-- START OF DOCUMENT SECTION --

From: Selvamani Rajagopal <Selvamani.Rajagopal@onsemi.com>

Moving oa_tc6.c to its own directory, drivers/net/ethernet/oa_tc6. This
will facilitate adding more files to support other features
defined by OPEN Alliance 10BASE-T1x Serial Interface specification

This patch series is adding two files, one for hardware
timestamp related functions and one for PTP related APIs.

Signed-off-by: Selvamani Rajagopal <Selvamani.Rajagopal@onsemi.com>

---
changes in v5
  - No change
changes in v4
  - Removed reference to onsemi in Kconfig files
changes in v3
  - Moved oa_tc6.c to its own, oa_tc6 directory under ethernet.
  - First patch
---
 MAINTAINERS                                |  2 +-
 drivers/net/ethernet/Kconfig               | 12 +-----------
 drivers/net/ethernet/Makefile              |  2 +-
 drivers/net/ethernet/oa_tc6/Kconfig        | 16 ++++++++++++++++
 drivers/net/ethernet/oa_tc6/Makefile       |  7 +++++++
 drivers/net/ethernet/{ => oa_tc6}/oa_tc6.c |  0
 6 files changed, 26 insertions(+), 13 deletions(-)

diff --git a/MAINTAINERS b/MAINTAINERS
index cc1dde0c9067..4cee98fc922c 100644
--- a/MAINTAINERS
+++ b/MAINTAINERS
@@ -20001,7 +20001,7 @@ M:	Parthiban Veerasooran <parthiban.veerasooran@microchip.com>
 L:	netdev@vger.kernel.org
 S:	Maintained
 F:	Documentation/networking/oa-tc6-framework.rst
-F:	drivers/net/ethernet/oa_tc6.c
+F:	drivers/net/ethernet/oa_tc6/oa_tc6*
 F:	include/linux/oa_tc6.h
 
 OPEN FIRMWARE AND FLATTENED DEVICE TREE
diff --git a/drivers/net/ethernet/Kconfig b/drivers/net/ethernet/Kconfig
index 78c79ad7bba5..49d93488ba52 100644
--- a/drivers/net/ethernet/Kconfig
+++ b/drivers/net/ethernet/Kconfig
@@ -134,6 +134,7 @@ source "drivers/net/ethernet/netronome/Kconfig"

-- END OF DOCUMENT SECTION --
-- START OF STORED RECORDS --

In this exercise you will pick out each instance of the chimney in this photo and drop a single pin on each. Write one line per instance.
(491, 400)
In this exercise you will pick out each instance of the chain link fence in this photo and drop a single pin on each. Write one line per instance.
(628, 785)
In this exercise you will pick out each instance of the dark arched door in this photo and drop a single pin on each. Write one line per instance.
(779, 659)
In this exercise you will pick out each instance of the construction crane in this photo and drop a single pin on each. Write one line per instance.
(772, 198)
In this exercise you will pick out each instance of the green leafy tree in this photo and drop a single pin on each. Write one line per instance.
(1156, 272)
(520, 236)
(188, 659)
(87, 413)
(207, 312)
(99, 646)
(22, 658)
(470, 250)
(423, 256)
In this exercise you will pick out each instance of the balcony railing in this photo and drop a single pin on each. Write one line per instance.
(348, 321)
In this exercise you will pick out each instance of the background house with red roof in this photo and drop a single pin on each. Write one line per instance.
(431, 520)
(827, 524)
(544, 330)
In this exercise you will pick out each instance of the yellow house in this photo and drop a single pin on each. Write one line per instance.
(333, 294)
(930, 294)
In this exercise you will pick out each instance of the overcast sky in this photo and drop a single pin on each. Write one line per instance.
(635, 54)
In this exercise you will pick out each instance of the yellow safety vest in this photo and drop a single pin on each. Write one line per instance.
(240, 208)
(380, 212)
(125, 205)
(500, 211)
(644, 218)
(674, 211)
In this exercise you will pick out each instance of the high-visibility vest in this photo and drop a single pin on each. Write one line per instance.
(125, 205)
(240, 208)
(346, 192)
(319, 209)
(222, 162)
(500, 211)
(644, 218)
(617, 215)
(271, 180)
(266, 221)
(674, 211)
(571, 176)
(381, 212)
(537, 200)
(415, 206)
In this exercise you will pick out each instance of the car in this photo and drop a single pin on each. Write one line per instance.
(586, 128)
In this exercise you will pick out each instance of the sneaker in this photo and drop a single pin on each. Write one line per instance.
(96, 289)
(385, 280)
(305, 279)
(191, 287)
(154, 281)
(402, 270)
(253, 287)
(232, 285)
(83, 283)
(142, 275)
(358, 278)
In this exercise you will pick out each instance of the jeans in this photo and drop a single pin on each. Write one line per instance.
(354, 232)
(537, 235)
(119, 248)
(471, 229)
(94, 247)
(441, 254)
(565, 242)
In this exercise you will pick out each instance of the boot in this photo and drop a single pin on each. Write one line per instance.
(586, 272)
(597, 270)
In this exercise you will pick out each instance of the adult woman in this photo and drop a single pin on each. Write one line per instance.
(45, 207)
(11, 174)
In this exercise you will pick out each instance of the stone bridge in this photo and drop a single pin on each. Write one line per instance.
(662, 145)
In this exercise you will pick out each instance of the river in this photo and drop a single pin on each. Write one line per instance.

-- END OF STORED RECORDS --

> _PROBLEMS_
**1.** Answer these about the oa_tc6 patch:
(a) To what directory is oa_tc6.c moved?
(b) What change is listed for v4?
(c) How many files changed, with how many insertions and deletions?
**2.** Recast the paragraph of the oa_tc6 patch that begins "Moving oa_tc6.c to its own directory" as a short bulleted list, keeping its main facts.
**3.** Translate this sentence from the oa_tc6 patch into Spanish: "This patch series is adding two files, one for hardware timestamp related functions and one for PTP related APIs."
The items are separate material from the oa_tc6 patch.

> _ANSWERS FOR THIS EXERCISE_
**1.**
(a) drivers/net/ethernet/oa_tc6
(b) The reference to onsemi in the Kconfig files was removed.
(c) 6 files changed, with 26 insertions and 13 deletions.

**2.**
- oa_tc6.c moves to its own directory, drivers/net/ethernet/oa_tc6.
- The move makes it easier to add more files supporting other features defined by the OPEN Alliance 10BASE-T1x Serial Interface specification.

**3.** Esta serie de parches añade dos archivos: uno para las funciones relacionadas con las marcas de tiempo de hardware y otro para las API relacionadas con PTP.